**Passage shown:**
********

June 8 was Day One of Paddle Days hosted by Ditidaht First Nation.
Photos by Debora Steel
Ditidaht First Nation hosted the fifth annual TRC Paddle Days June 8 and June 9 at their home in Malachan with participation from about 160 students from kindergarten to Grade 12 from five B.C. schools (Ditidaht, Haahuupayak, Pacheedaht, Windsor House, a school from north Vancouver, and Saturna Educational Centre, a school on Saturna).
See our photos here: http://www.hashilthsa.com/gallery/ditidaht-paddle-day-june-8
The days included paddle races in the morning while Nitinat Lake is calm. (The winds pick up in the afternoon and the area has become renowned for kite surfing.) During the afternoon on Day One the kids shared cultural dances and songs, played lahal, a traditional guessing game of bones and sticks, got their faces painted, made cedar bracelets and roses, or went on a nature walk.
Then there was a dinner of salmon and Dungeness crab (the community is known for the tasty crab it harvests) or tacos for those who preferred, and then a dance for the young people in the evening. The next morning was the longer canoe races, testing the endurance of the paddlers.
In the early days, June 11 was set aside each year for Paddle Days by Canoe/Kayak BC, and it would be the only races held on this date. This year that date fell on a weekend, so the event in 2016 was moved to the week days for the schools’ participation.
Originally it started as a nod to truth and reconciliation, said Eva Clarke, as a way to acknowledge the amazing cultural activities that Ditidaht and the Nuu-chah-nulth peoples participate in. The goal of Paddle Days is to revitalize canoeing and bring the younger generations back to that activity.
She was involved in Paddle Days right from the beginning, as a teacher at Ditidaht school. And now that she has moved to teach at other schools, including Pacheedaht, she remains connected to the event. Ditidaht school principal Lauranne Hutton has continued the paddling tradition, but although it is a school initiative, Paddle Days is indeed a community effort.
At the beginning, Clarke said, the school wanted to find a sport that a small community that didn’t have enough for a team sport, like basketball or soccer, could participate in.

********

**Recorded information:**
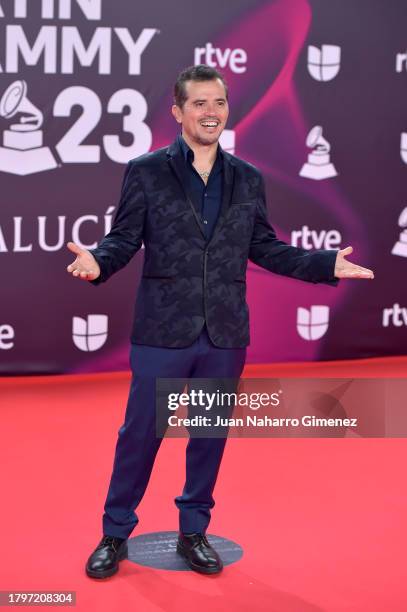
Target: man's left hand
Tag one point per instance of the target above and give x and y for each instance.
(345, 269)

********

**Problems to solve:**
1. According to the Paddle Days article, why are the paddle races held in the morning?
2. Continue the Paddle Days article from its last sentence.
The material comes from a separate source unrelated to the Paddle Days article.

**Answers to the exercise:**
1. Nitinat Lake is calm in the morning.

2.
“It seemed like a logical choice to do canoeing because it’s so much a part of their history and heritage, their songs, their culture. They started with four canoes and it took off from there.”
Reconciliation and revitalization is the underlying tone of the days, she said. And the event grows each year.
Ditidaht has becoming quite accomplished in their paddling skills, taking many medals in canoeing and kayaking at the North American Indigenous Games in 2014. They practise and train, setting aside part of each morning to be out on the water.
There are strong leaders and coaches in the community that keep the paddlers motivated. Peter Amos began as an assistant coach and is now head coach. He hopes to build upon the success of the sport in the community and is working to take his competitors to nationals this year to see if they can win places on Team B.C. for competition this fall at this year’s NAIG in Ontario. He’s got just a few months to fundraise for entrance fees, and has a long list on his to-do list leading up to this event.
But on Paddle Days, he was enjoying being out on the water watching over the fun, sometimes having to pull canoers out of the water after a tip (this year there were three on the first day) and helping to set up tables and move chairs and generally work with others to keep the days’ events on track.
Our photos from June 8 (see link above) show a lot of smiling faces and students having fun, a testament to the great hospitality shown by the community to their guests.